---- Textauszug

Keine Hinweise auf Folterungen der Frau

„Alle Feststellungen, die während der Untersuchung, besonders vor Ort, getroffen werden konnten, können ihre Aussagen bisher nicht untermauern, während sie die Erklärungen ihres Mannes vollständig bestätigen“, sagte Glady.

Die Beamten hatten die Frau ohne Blutergüsse und wunde Stellen gefunden. In ihrer Nähe habe es auch keine Blutspuren gegeben. Bei Untersuchungen im Krankenhaus habe man keine Brüche festgestellt, was dem Staatsanwalt zufolge zumindest den Vorwurf schlimmster Folter auszuschließen scheine.

An welcher Erkrankung die Frau genau leiden soll, war zunächst nicht klar. Auch das Paar könne keine eindeutige Diagnose nennen, sagte Glady. Es habe keinerlei medizinische Betreuung gegeben. Die Krankheit der Frau scheine aber echt zu sein, betonte er.

In den privaten französischen Rundfunkmedien RMC und BFMTV zirkulierten schnell mit Verweis auf „polizeiliche Quellen“ Berichte über Folterwerkzeuge und gar eine „Folterbank“.

Ich habe manchmal Schreie gehört, doch da sie Krebs hat, dachte ich, sie schreie vor Schmerzen.

Nachbarin

Von der Frau hieß es, sie sei unterernährt und ihr Schädel kahl rasiert. Doch bei der Pressekonferenz, die der zuständige Staatsanwalt der Stadt Saargemünd, Olivier Glady, am Montagabend gab, warnte dieser vor voreiligen Schlüssen und Falschinformationen. Ihm zufolge fanden die Ermittler keine Hinweise auf Folterungen der Frau vor, deren erste Aussagen „Ungereimtheiten“ aufwiesen. In ihrer unmittelbaren Umgebung habe es keine Blutspuren „als Folge einer möglichen Gewaltanwendung“ gegeben.

Bei einer Computertomografie im Krankenhaus von Metz, in das sie am Montag eingeliefert wurde, entdeckten die Mediziner keine Brüche oder Blutergüsse.

--------

* Aufgaben:
(1) Übernehmen Sie den Abschnitt des Berichts über die Ermittlungen wortgetreu, beginnend mit „In den privaten“ und endend nach „schreie vor Schmerzen.“.
(2) Beantworten Sie anhand des Berichts über die Ermittlungen die folgenden Fragen:
(a) In welcher Stadt liegt das Krankenhaus, in dem die Computertomografie durchgeführt wurde?
(b) Welche privaten französischen Rundfunkmedien verbreiteten Berichte über Folterwerkzeuge?
(c) Zu welchem Zeitpunkt gab Staatsanwalt Olivier Glady die Pressekonferenz?
(3) Führen Sie den Bericht über die Ermittlungen im Anschluss an seinen letzten Satz weiter.

---- Daten

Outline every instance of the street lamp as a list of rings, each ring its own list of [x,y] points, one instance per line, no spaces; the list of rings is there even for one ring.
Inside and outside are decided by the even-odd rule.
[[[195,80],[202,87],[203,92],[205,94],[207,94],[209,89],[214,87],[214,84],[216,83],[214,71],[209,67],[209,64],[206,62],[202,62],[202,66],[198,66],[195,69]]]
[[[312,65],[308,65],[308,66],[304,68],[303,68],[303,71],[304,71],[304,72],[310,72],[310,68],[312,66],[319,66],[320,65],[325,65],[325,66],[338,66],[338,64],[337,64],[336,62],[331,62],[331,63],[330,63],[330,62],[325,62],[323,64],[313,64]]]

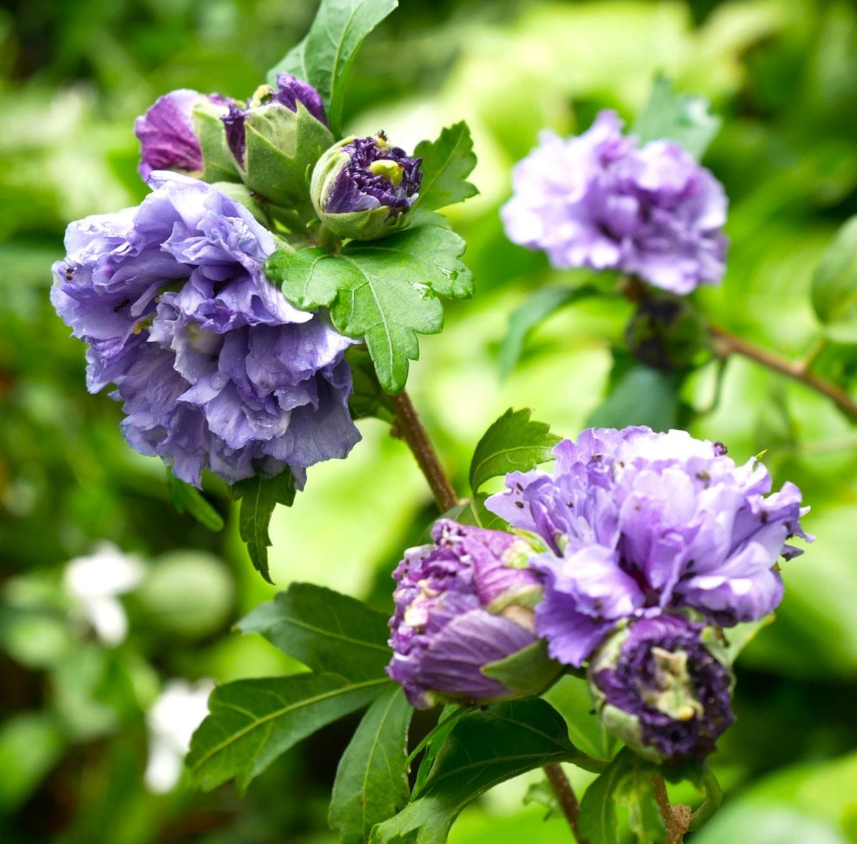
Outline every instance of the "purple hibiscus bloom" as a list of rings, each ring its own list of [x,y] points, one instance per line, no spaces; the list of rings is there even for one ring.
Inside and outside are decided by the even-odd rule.
[[[259,109],[271,106],[285,106],[290,111],[297,111],[300,103],[320,123],[327,125],[321,97],[309,82],[281,73],[277,76],[277,87],[261,86],[248,101],[247,108],[239,108],[236,104],[229,107],[229,112],[220,119],[226,128],[226,142],[236,160],[243,166],[244,152],[247,149],[247,135],[244,123],[249,115]]]
[[[589,681],[607,728],[655,762],[704,759],[735,720],[722,649],[681,616],[617,631],[593,656]]]
[[[200,139],[193,124],[194,107],[208,102],[228,113],[232,100],[213,93],[207,96],[189,88],[159,97],[154,105],[134,123],[140,139],[141,159],[137,168],[147,179],[153,170],[198,173],[203,168]]]
[[[135,208],[66,232],[51,302],[89,344],[91,392],[116,385],[123,432],[199,486],[344,458],[353,341],[297,310],[267,279],[276,244],[211,185],[158,171]]]
[[[777,558],[800,552],[800,491],[755,458],[684,431],[590,428],[554,450],[554,476],[506,476],[487,506],[542,536],[531,565],[545,583],[536,631],[550,655],[579,666],[616,623],[691,608],[714,623],[760,619],[782,597]]]
[[[531,548],[500,530],[440,519],[433,545],[411,548],[393,572],[393,656],[387,673],[418,709],[438,701],[515,697],[482,668],[536,642],[530,608],[541,595]]]
[[[581,135],[546,130],[512,171],[501,215],[515,243],[558,267],[617,269],[673,293],[718,284],[725,269],[727,199],[679,144],[638,147],[602,111]]]

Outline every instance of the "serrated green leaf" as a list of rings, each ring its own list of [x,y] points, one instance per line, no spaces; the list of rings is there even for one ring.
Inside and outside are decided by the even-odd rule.
[[[720,130],[720,117],[709,111],[704,97],[678,93],[665,76],[658,76],[651,96],[634,122],[632,133],[640,144],[663,138],[680,143],[693,158],[700,159]]]
[[[421,225],[382,240],[352,241],[339,255],[320,248],[275,252],[265,272],[297,308],[328,308],[337,331],[362,338],[381,386],[399,392],[408,361],[419,356],[417,334],[443,326],[437,296],[472,295],[470,272],[458,260],[464,251],[454,232]]]
[[[680,376],[635,366],[619,380],[603,403],[590,414],[587,426],[625,428],[648,425],[655,431],[675,427]]]
[[[509,316],[509,327],[500,347],[501,378],[514,369],[520,359],[527,335],[564,305],[570,305],[603,292],[593,284],[580,287],[542,287]]]
[[[206,791],[235,778],[239,790],[277,757],[326,724],[365,706],[390,680],[337,674],[241,679],[219,686],[190,741],[187,763]]]
[[[499,703],[463,716],[411,802],[372,830],[371,844],[414,835],[443,844],[458,812],[493,786],[525,771],[575,757],[565,721],[544,701]]]
[[[366,36],[398,5],[398,0],[321,0],[309,32],[268,71],[268,82],[275,85],[283,71],[309,82],[339,136],[348,71]]]
[[[367,841],[375,823],[408,802],[408,726],[413,712],[403,690],[390,689],[369,707],[345,748],[328,815],[343,844]]]
[[[202,494],[189,483],[176,477],[167,467],[166,488],[172,506],[180,512],[193,516],[204,528],[217,532],[223,530],[223,518],[203,498]]]
[[[560,438],[545,422],[530,420],[531,408],[511,407],[482,435],[470,462],[470,488],[474,492],[488,480],[507,472],[529,471],[554,458],[551,453]]]
[[[384,676],[392,655],[387,616],[314,584],[292,584],[237,624],[314,671],[360,681]]]
[[[253,567],[270,584],[267,549],[271,544],[268,524],[278,504],[291,507],[295,500],[295,478],[290,470],[275,477],[255,475],[232,487],[236,498],[241,499],[238,512],[238,533],[247,543]]]
[[[833,339],[857,341],[857,215],[821,256],[812,276],[812,308]]]
[[[476,186],[467,181],[476,165],[476,157],[470,130],[464,121],[446,127],[436,141],[421,141],[414,155],[423,159],[419,207],[443,208],[479,193]]]

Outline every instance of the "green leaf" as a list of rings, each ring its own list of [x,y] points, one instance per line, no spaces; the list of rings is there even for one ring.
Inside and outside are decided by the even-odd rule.
[[[665,840],[663,820],[655,802],[655,768],[629,750],[621,751],[587,789],[580,802],[580,837],[589,844],[621,844],[617,805],[627,810],[628,826],[639,844]]]
[[[545,422],[530,420],[530,408],[511,407],[482,435],[470,461],[470,488],[474,492],[488,480],[506,472],[525,472],[553,460],[551,453],[560,438]]]
[[[812,276],[812,308],[831,338],[857,342],[857,215],[821,256]]]
[[[464,251],[450,230],[420,225],[383,240],[352,241],[339,255],[317,247],[280,250],[265,272],[297,308],[329,308],[337,331],[363,338],[381,386],[399,392],[409,359],[419,356],[417,333],[443,326],[437,296],[472,295],[470,272],[458,260]]]
[[[399,686],[369,707],[339,760],[328,820],[343,844],[363,844],[375,823],[407,802],[408,726],[413,708]]]
[[[314,584],[292,584],[238,624],[314,671],[360,681],[384,676],[392,655],[387,616],[362,601]]]
[[[397,0],[321,0],[306,38],[268,71],[268,82],[276,85],[283,71],[309,82],[339,136],[348,71],[366,36],[398,5]]]
[[[603,291],[592,284],[580,287],[542,287],[512,312],[509,328],[500,347],[500,374],[505,378],[520,359],[530,332],[563,305],[598,296]]]
[[[336,674],[241,679],[219,686],[190,741],[187,763],[206,791],[235,778],[242,792],[277,757],[326,724],[365,706],[391,683]]]
[[[436,141],[421,141],[414,155],[423,159],[423,182],[417,204],[434,210],[476,196],[479,191],[467,181],[476,165],[470,130],[464,121],[447,126]]]
[[[670,80],[657,76],[649,102],[631,131],[641,145],[662,138],[678,141],[698,160],[722,123],[709,111],[709,102],[704,97],[678,93]]]
[[[499,703],[464,715],[438,753],[411,802],[372,830],[371,844],[413,837],[443,844],[452,822],[470,800],[525,771],[572,759],[565,721],[542,700]],[[416,835],[413,834],[416,833]]]
[[[668,431],[676,424],[680,381],[675,373],[632,367],[592,411],[586,424],[593,428],[648,425],[655,431]]]
[[[197,522],[209,530],[223,530],[223,518],[202,497],[202,494],[189,483],[185,483],[172,474],[172,470],[167,467],[166,488],[170,494],[172,506],[180,512],[187,512]]]
[[[295,478],[288,469],[275,477],[255,475],[235,484],[232,493],[241,499],[238,533],[247,543],[253,567],[269,584],[273,583],[267,563],[267,549],[271,544],[268,524],[278,504],[291,507],[294,503]]]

--------

* Ergebnisse je Aufgabe:
(1)
In den privaten französischen Rundfunkmedien RMC und BFMTV zirkulierten schnell mit Verweis auf „polizeiliche Quellen“ Berichte über Folterwerkzeuge und gar eine „Folterbank“.

Ich habe manchmal Schreie gehört, doch da sie Krebs hat, dachte ich, sie schreie vor Schmerzen.

(2)
(a) Metz
(b) RMC und BFMTV
(c) Am Montagabend

(3)
Sie litt nicht an Dehydrierung und habe sich beim Eintreffen der Polizei gegen sechs Uhr morgens „ohne irgendeine Form von Fesseln“ im Bett befunden. In Greifweite stand ein Festnetztelefon, das sie für ihren Notruf benutzt hatte. Ihr Gesundheitszustand sei „kein guter“, sagte Glady.

Gitter in der Wohnung sollten nicht sie, sondern die neun Hauskatzen am freien Durchgang hindern. Alles in allem „scheinen wir uns von einer Version von Blaubart in Ostfrankreich zu entfernen“, sagte der Jurist in Anspielung auf das Märchen von Charles Perrault, in dem eine junge Frau um ein Haar zum Opfer ihres brutalen Ehemannes geworden wäre.

Bei einem durch den Anruf einer beunruhigten Nachbarin ausgelösten Polizeieinsatz im Jahr 2019 hatte das Paar den Verdacht von Problemen zurückgewiesen. Von Journalisten befragte Anwohner zeigten sich nun überrascht und erschüttert über die Anschuldigungen. Die Frau habe sie nie gesehen, der Mann sei freundlich, aber zurückhaltend gewesen, sagte eine Nachbarin. „Ich habe manchmal Schreie gehört, doch da sie Krebs hat, dachte ich, sie schreie vor Schmerzen.“

Die Information, dass die Frau an Krebs leide, bestätigte Glady in einer zweiten Pressekonferenz am Dienstagabend nicht, sprach jedoch von einer „Entzündungskrankheit rheumatologischer Art“, verbunden mit Allergien und übermäßigem Haarausfall. Alle bisherigen Feststellungen bestätigten die Aussagen des Mannes, nicht aber der Frau. In der Wohnung sei saubere Wäsche zum Trocknen für sie aufgehängt gewesen. 

Die Zeitung „Le Parisien“ schrieb am Dienstag in ihrer Druckausgabe, die 53-jährige Deutsche sei „inmitten ihrer Exkremente“ aufgefunden worden, ohne Quellen für diese Information anzugeben.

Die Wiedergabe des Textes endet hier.